*Supplied records:*
# # # # #
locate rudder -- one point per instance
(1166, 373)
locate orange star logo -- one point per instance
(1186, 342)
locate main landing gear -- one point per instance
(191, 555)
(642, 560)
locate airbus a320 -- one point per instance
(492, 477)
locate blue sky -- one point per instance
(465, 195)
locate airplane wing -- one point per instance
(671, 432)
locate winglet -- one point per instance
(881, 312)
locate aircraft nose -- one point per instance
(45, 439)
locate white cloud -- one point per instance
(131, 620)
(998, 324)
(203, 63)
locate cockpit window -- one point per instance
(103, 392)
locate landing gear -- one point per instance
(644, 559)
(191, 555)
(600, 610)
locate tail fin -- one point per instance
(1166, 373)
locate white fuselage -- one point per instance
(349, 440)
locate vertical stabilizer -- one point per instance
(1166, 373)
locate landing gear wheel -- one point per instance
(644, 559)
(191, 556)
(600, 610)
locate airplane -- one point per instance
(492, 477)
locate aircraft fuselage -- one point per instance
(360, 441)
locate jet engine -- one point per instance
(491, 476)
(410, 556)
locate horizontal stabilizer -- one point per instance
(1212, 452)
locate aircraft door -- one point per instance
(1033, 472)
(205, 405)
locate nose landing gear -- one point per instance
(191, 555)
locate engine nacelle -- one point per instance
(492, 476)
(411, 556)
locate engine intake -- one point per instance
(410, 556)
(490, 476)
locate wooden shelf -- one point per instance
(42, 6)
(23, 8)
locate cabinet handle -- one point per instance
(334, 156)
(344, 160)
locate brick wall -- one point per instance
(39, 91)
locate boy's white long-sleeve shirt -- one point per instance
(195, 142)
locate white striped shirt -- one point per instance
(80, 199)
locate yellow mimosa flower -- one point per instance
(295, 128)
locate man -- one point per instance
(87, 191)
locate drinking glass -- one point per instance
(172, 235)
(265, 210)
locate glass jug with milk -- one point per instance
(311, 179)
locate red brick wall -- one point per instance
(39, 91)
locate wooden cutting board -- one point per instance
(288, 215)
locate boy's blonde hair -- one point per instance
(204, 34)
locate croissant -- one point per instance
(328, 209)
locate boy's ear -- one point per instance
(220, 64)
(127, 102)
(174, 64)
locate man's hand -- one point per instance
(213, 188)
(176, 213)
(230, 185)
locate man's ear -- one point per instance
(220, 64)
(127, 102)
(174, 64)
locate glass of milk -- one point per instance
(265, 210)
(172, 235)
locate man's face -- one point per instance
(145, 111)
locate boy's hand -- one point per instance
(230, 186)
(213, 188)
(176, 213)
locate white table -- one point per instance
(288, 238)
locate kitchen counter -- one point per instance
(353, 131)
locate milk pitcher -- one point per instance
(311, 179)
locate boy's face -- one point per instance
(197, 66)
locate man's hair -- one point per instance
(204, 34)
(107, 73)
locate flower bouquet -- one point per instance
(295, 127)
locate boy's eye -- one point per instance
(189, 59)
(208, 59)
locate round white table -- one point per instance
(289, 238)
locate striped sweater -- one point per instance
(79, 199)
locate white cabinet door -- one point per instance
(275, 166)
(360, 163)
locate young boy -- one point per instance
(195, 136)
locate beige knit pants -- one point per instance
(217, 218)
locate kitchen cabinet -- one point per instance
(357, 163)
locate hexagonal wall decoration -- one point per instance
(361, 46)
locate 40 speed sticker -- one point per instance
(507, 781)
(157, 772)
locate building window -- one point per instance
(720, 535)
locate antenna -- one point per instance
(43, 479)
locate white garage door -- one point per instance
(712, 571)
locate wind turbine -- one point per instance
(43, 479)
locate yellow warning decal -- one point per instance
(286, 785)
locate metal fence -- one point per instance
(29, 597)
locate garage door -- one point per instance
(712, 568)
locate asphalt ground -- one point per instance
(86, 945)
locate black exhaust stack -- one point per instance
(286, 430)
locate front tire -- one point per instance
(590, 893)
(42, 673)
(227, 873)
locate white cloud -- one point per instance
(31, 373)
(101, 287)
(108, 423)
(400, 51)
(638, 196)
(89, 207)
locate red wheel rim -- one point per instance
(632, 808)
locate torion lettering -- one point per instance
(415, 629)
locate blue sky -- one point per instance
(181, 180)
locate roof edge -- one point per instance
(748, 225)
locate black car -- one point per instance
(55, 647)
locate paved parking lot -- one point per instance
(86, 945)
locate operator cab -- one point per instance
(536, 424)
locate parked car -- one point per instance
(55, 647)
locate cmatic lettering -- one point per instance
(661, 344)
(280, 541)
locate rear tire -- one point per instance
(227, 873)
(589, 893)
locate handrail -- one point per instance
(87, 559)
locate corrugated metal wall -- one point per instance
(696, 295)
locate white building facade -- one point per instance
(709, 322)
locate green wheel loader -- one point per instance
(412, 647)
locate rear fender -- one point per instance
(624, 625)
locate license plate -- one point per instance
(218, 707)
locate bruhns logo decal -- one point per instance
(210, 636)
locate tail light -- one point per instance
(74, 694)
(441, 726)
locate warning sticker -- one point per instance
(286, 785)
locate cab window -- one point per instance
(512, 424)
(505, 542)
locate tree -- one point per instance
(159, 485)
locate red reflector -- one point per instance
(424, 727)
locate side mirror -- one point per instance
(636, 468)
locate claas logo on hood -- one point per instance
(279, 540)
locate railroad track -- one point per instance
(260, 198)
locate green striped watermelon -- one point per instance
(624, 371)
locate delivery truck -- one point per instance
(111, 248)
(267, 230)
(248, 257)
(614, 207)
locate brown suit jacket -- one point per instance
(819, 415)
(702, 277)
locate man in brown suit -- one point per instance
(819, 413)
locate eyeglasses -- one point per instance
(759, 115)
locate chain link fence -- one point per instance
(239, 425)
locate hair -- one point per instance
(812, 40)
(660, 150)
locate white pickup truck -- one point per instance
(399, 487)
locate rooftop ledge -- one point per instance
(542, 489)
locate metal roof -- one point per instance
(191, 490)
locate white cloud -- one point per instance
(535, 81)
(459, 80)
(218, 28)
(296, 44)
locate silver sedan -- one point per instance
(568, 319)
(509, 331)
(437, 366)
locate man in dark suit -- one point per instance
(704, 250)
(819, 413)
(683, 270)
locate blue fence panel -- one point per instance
# # # # #
Your answer must be the full set of entries, copied exactly.

*Exercise result:*
locate rudder -- one point per instance
(1166, 373)
locate orange star logo -- one point per instance
(1186, 342)
locate main landing gear -- one point per instance
(191, 555)
(642, 560)
locate airbus a320 -- one point per instance
(492, 477)
locate blue sky -- one point per instance
(465, 195)
locate airplane wing -- one point per instance
(671, 432)
locate winglet -- one point per instance
(881, 312)
locate aircraft nose -- one point per instance
(45, 439)
locate white cloud -- one point per instance
(131, 620)
(998, 324)
(203, 63)
locate cockpit window -- one point per instance
(103, 392)
locate landing gear -- one point per instance
(644, 559)
(191, 555)
(600, 610)
locate tail fin -- one point per instance
(1166, 373)
locate white fuselage -- one point per instance
(349, 440)
locate vertical stabilizer -- one point per instance
(1166, 373)
locate landing gear wheel -- one point per instance
(644, 559)
(191, 556)
(600, 610)
locate airplane -- one point per instance
(492, 477)
locate aircraft fuselage -- one point per instance
(360, 441)
locate jet engine -- one point per instance
(491, 476)
(410, 556)
locate horizontal stabilizer -- one point per instance
(1212, 452)
locate aircraft door -- one point per instance
(1033, 472)
(205, 405)
locate nose landing gear -- one point per instance
(191, 555)
locate engine nacelle -- one point per instance
(492, 476)
(411, 556)
locate engine intake -- one point per instance
(410, 556)
(490, 476)
locate wooden shelf -- one point per instance
(42, 6)
(23, 8)
locate cabinet handle -- one point per instance
(334, 156)
(344, 160)
locate brick wall -- one point per instance
(39, 91)
locate boy's white long-sleeve shirt -- one point per instance
(195, 142)
locate white striped shirt -- one point per instance
(80, 199)
locate yellow mimosa flower -- one point per instance
(295, 128)
locate man -- one point per instance
(87, 191)
locate drinking glass -- one point per instance
(172, 235)
(265, 210)
locate glass jug with milk -- one point per instance
(311, 179)
locate red brick wall -- one point per instance
(39, 91)
locate wooden cutting board -- one point per instance
(288, 215)
locate boy's blonde hair -- one point per instance
(204, 34)
locate croissant -- one point per instance
(328, 209)
locate boy's ear -- one point per instance
(220, 64)
(127, 102)
(174, 64)
locate man's hand -- one point per instance
(213, 188)
(176, 213)
(230, 185)
locate man's ear -- one point per instance
(220, 64)
(127, 102)
(174, 64)
locate glass of milk -- one point per instance
(265, 210)
(172, 235)
locate man's face -- one point per instance
(145, 111)
locate boy's hand -- one point per instance
(230, 186)
(213, 188)
(176, 213)
locate white table -- one point per instance
(288, 238)
locate kitchen counter -- one point per instance
(353, 131)
locate milk pitcher -- one point per instance
(311, 179)
locate boy's face -- one point per instance
(197, 66)
locate man's hair -- one point per instance
(204, 34)
(107, 73)
locate flower bouquet -- one point per instance
(295, 127)
locate boy's eye -- one point per instance
(189, 59)
(208, 59)
locate round white table -- one point per instance
(289, 238)
locate striped sweater -- one point per instance
(79, 199)
locate white cabinet door -- one point per instance
(275, 166)
(360, 163)
locate young boy -- one point per instance
(195, 136)
locate beige knit pants -- one point per instance
(217, 218)
locate kitchen cabinet -- one point per instance
(357, 163)
locate hexagonal wall decoration -- one point per instance
(361, 46)
locate 40 speed sticker -- one point per instance
(507, 781)
(157, 772)
locate building window -- one point per instance
(720, 535)
locate antenna -- one point per instance
(43, 479)
locate white garage door -- one point per instance
(712, 571)
locate wind turbine -- one point per instance
(43, 479)
locate yellow warning decal -- one point per instance
(286, 785)
locate metal fence -- one point per instance
(29, 597)
locate garage door -- one point per instance
(712, 568)
locate asphalt ground -- one point per instance
(86, 945)
locate black exhaust stack -- one point per instance
(286, 430)
locate front tire -- one point per instance
(590, 893)
(42, 673)
(227, 873)
locate white cloud -- one point per instance
(31, 373)
(101, 287)
(108, 423)
(400, 51)
(638, 196)
(89, 207)
locate red wheel rim -- one point per instance
(632, 808)
locate torion lettering -- one point per instance
(415, 629)
locate blue sky -- one point per instance
(181, 180)
locate roof edge -- one point per instance
(748, 225)
locate black car -- one point per instance
(55, 647)
locate paved parking lot -- one point per instance
(86, 945)
locate operator cab -- one point per instance
(536, 424)
locate parked car -- one point per instance
(55, 647)
locate cmatic lettering -- one point per instance
(661, 344)
(280, 541)
locate rear tire -- one point per instance
(227, 873)
(589, 893)
locate handrail -- one point per instance
(87, 559)
locate corrugated metal wall -- one point per instance
(696, 295)
locate white building facade -- one point per instance
(709, 322)
locate green wheel loader -- one point per instance
(412, 647)
locate rear fender -- one point per instance
(624, 625)
locate license plate -- one point per instance
(218, 707)
locate bruhns logo decal -- one point per instance
(210, 636)
locate tail light -- one point per instance
(74, 694)
(441, 726)
locate warning sticker -- one point per instance
(286, 785)
locate cab window -- one point per instance
(512, 424)
(505, 542)
locate tree -- one point per instance
(159, 485)
locate red reflector -- one point per instance
(424, 727)
locate side mirror -- one point per instance
(636, 468)
locate claas logo on hood -- one point per instance
(279, 540)
locate railroad track -- one point per instance
(260, 198)
locate green striped watermelon -- one point per instance
(624, 371)
locate delivery truck -- one point per instance
(111, 248)
(267, 230)
(248, 257)
(614, 207)
locate brown suit jacket -- one point per instance
(819, 415)
(702, 277)
locate man in brown suit -- one point per instance
(819, 413)
locate eyeglasses -- one point per instance
(759, 115)
locate chain link fence -- one point per instance
(239, 425)
locate hair -- one point per instance
(812, 40)
(660, 150)
locate white pickup truck -- one point per instance
(399, 487)
locate rooftop ledge -- one point per instance
(542, 489)
locate metal roof -- one point per instance
(191, 490)
locate white cloud -- one point per instance
(535, 81)
(459, 80)
(218, 28)
(296, 44)
locate silver sedan -- one point per instance
(568, 319)
(509, 331)
(437, 366)
locate man in dark suit -- one point per instance
(704, 250)
(819, 413)
(683, 270)
locate blue fence panel -- one point per instance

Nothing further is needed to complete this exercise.